>>>

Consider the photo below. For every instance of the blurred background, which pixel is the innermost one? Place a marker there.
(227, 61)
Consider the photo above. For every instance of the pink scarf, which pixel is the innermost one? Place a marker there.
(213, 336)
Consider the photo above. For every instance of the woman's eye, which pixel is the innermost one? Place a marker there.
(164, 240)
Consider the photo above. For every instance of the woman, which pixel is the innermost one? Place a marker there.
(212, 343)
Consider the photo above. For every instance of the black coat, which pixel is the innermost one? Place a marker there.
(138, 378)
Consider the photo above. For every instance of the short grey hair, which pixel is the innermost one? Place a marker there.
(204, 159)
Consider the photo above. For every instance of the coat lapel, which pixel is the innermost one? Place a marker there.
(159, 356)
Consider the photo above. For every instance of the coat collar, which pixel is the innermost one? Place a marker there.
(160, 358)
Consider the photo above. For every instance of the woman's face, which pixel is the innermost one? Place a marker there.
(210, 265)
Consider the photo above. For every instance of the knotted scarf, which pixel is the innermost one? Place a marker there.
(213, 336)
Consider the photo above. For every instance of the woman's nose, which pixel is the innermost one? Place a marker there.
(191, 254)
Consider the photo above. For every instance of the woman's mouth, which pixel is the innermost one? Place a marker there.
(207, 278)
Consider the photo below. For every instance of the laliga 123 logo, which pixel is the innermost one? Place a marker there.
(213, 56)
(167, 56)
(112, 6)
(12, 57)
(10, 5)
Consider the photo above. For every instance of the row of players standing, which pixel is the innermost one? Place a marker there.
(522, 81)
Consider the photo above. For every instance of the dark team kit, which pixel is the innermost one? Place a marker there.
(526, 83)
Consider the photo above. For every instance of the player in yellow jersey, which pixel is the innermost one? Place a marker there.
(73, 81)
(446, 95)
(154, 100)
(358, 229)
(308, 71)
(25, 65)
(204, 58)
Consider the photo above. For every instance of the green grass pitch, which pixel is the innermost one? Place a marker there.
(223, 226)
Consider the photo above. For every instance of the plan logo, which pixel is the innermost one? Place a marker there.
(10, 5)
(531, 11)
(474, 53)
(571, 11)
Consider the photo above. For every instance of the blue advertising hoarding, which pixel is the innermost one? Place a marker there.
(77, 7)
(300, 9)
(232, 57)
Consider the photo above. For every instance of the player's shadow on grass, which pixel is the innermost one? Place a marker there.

<<<

(Written request):
Return each entry from the material above exactly as it appears.

(Written solution):
Consider the photo below. For every instance of the blurred background, which pixel is the innermost one? Place a marker there.
(227, 61)
Consider the photo above. For every instance of the pink scarf, which pixel is the innermost one? Place a marker there.
(213, 336)
Consider the photo above. For every instance of the woman's eye, which pixel is the innermost one? Place a marker there.
(164, 240)
Consider the photo above. For every instance of the woman, which pixel is the innermost one? Place a marker there.
(212, 343)
Consider the photo above. For every instance of the black coat, which pixel is the innermost one? Place a marker there.
(138, 378)
Consider the photo above. For every instance of the short grey hair, which pixel is the innermost one? Place a marker there.
(204, 159)
Consider the photo above. For every instance of the coat lapel, which pixel is the innermost one? Place a marker there.
(159, 356)
Consider the photo above. For every instance of the coat collar, which pixel is the innermost one? Place a marker there.
(160, 358)
Consider the photo above. For every instance of the woman's face, which pixel is the innermost one? Place a marker there.
(210, 265)
Consider the photo above. For every instance of the knotted scarf, which pixel is the innermost one? Place a marker there.
(213, 336)
Consider the photo above. For every instance of the woman's nose, which pixel is the innermost one? Place a marker there.
(191, 254)
Consider the photo above. For every instance of the woman's mouth, which pixel is the innermost one? Place a marker there.
(207, 278)
Consider the photo below. For every instance of the laliga 123 logo, which pixel is the innermost one? Place a marker there.
(213, 56)
(167, 56)
(112, 6)
(12, 57)
(10, 5)
Consider the photo above. For every instance of the row of players standing, which pixel is the innermost one? Place a marker there.
(522, 81)
Consider the photo above. For every instance of the dark team kit, which pixel is the innermost one? Place a marker there.
(526, 83)
Consider the photo above. For every instance of the player in yellow jersey, which pixel is the innermost one? Place a marker there.
(73, 81)
(446, 95)
(154, 100)
(358, 229)
(308, 71)
(25, 65)
(204, 58)
Consider the photo above. For every instance of the green grass pitch, which pixel is the innermost one? Place a marker there.
(223, 226)
Consider the photo above. For every instance of the plan logo, which pixel is the innermost one? Place a marker there.
(10, 5)
(531, 11)
(474, 53)
(571, 11)
Consider the photo above. For every instance of the blue advertising hoarding, which pixel is the innermost one? Place a marker there.
(77, 7)
(300, 9)
(232, 57)
Consider the photo above. For every instance of the player's shadow on grass, which pixel is the innermost one? Place a marker there.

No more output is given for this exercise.